What the exercise asks: Restate all of the entries exactly, dropping any pictures they hold.

(Location annotation dataset excerpts)
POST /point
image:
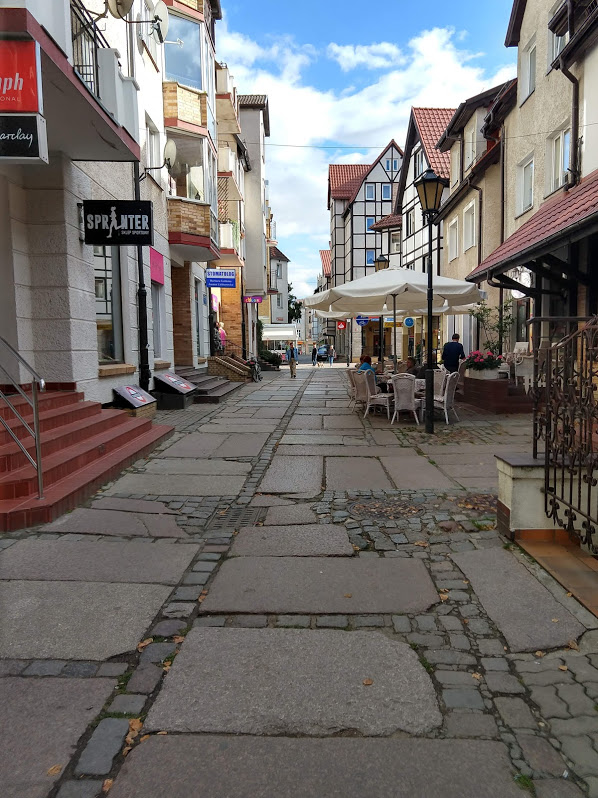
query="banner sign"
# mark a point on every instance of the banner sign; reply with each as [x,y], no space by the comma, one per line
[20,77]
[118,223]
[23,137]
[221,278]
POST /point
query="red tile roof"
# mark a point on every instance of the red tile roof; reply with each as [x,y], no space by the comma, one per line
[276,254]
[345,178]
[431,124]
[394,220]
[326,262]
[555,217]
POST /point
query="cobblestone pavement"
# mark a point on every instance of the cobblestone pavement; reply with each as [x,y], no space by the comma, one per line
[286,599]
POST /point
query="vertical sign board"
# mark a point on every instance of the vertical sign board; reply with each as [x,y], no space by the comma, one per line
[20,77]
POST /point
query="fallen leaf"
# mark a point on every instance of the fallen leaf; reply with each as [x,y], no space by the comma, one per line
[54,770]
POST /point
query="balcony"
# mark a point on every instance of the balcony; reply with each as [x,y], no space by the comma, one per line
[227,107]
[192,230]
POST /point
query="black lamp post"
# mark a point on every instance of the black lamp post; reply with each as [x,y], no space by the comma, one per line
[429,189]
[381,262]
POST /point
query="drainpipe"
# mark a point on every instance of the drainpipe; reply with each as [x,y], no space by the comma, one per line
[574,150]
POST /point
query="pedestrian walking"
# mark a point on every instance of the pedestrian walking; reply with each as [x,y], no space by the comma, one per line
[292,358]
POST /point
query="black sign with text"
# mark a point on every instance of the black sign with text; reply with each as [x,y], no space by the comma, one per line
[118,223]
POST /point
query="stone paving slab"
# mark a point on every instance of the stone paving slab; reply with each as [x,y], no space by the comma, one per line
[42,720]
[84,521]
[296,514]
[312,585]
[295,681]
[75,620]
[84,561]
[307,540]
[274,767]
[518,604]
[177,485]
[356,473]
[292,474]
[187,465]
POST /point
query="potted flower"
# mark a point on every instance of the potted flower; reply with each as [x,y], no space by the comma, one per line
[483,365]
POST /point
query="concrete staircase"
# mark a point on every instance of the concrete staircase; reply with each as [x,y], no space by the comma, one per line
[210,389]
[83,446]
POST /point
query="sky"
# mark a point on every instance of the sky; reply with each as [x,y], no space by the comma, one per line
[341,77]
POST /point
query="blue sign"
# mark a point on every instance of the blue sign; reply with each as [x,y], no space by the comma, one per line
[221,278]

Written reply:
POST /point
image:
query="banner sign"
# mark a point on every instance of the banner sign; reply with each as [x,y], no space by the comma, one per line
[20,77]
[118,223]
[23,137]
[221,278]
POST /point
query="red tile roof"
# mark a point on every instance of the red tile roof; reply with each as [x,y], no space by the comma, one per line
[276,254]
[345,178]
[431,124]
[394,220]
[326,262]
[555,217]
POST /point
query="cobblestone pavement"
# mark a point on every instance of the cobblestone pavement; reply with each as [x,y], no space by the comma, one per line
[286,599]
POST /point
query="vertical sign board"
# mark a point on every instance of the vertical sign board; reply with each as [x,y], no space by the comma, one per line
[20,77]
POST /point
query="fallen leaf"
# mark a point on every instance of the fallen leaf; reply with each as [x,y], no space by the comma, one per line
[54,770]
POST /point
query="balcony"
# mark a point on every instance of the balcony; reply with each as [x,y], no space by the comma, one per line
[227,107]
[192,230]
POST /point
query="black lamp post"
# mark a point on every instance of the black lamp post; reply with each as [x,y], no space by the comma, one per line
[429,189]
[381,262]
POST /point
query="drainpipe"
# mark a point on every instance of the drainpipe; reply with each as [x,y], no space by the comma, one per line
[574,150]
POST /point
query="pedestrian walking"
# mark a point on every instance of the pedestrian walking; reply with each as [x,y], no space by the comma, one per line
[292,358]
POST /point
query="black sign with text"
# mark a point on every instance of the black sign with text; reply with each as [x,y], no space by the comma, one per line
[118,223]
POST /point
query="stone paving slab"
# mark a point on every instance of the stone paving slab; reply with each as [x,y], no space by the comma, one per line
[42,720]
[84,521]
[296,514]
[312,585]
[295,681]
[75,620]
[84,561]
[307,540]
[274,767]
[518,604]
[177,485]
[356,473]
[292,474]
[187,465]
POST /point
query="potted flower"
# mark a point on every instance of the potted flower; reply with each as [x,y], no space by the comma, one per line
[483,365]
POST /point
query="concrete staircase"
# mark a point on every instance of the concrete staircase; reply with each as [x,y], no space by the comma, one per line
[210,389]
[83,446]
POST /point
query="sky"
# mark a point on every instance of the sky; reply with each as [x,y], no space by the comma, one per line
[341,77]
POST /point
query="blue sign"
# mark a point on every instance of the blue sign; reply with each as [x,y], no space by the comma, one per line
[221,278]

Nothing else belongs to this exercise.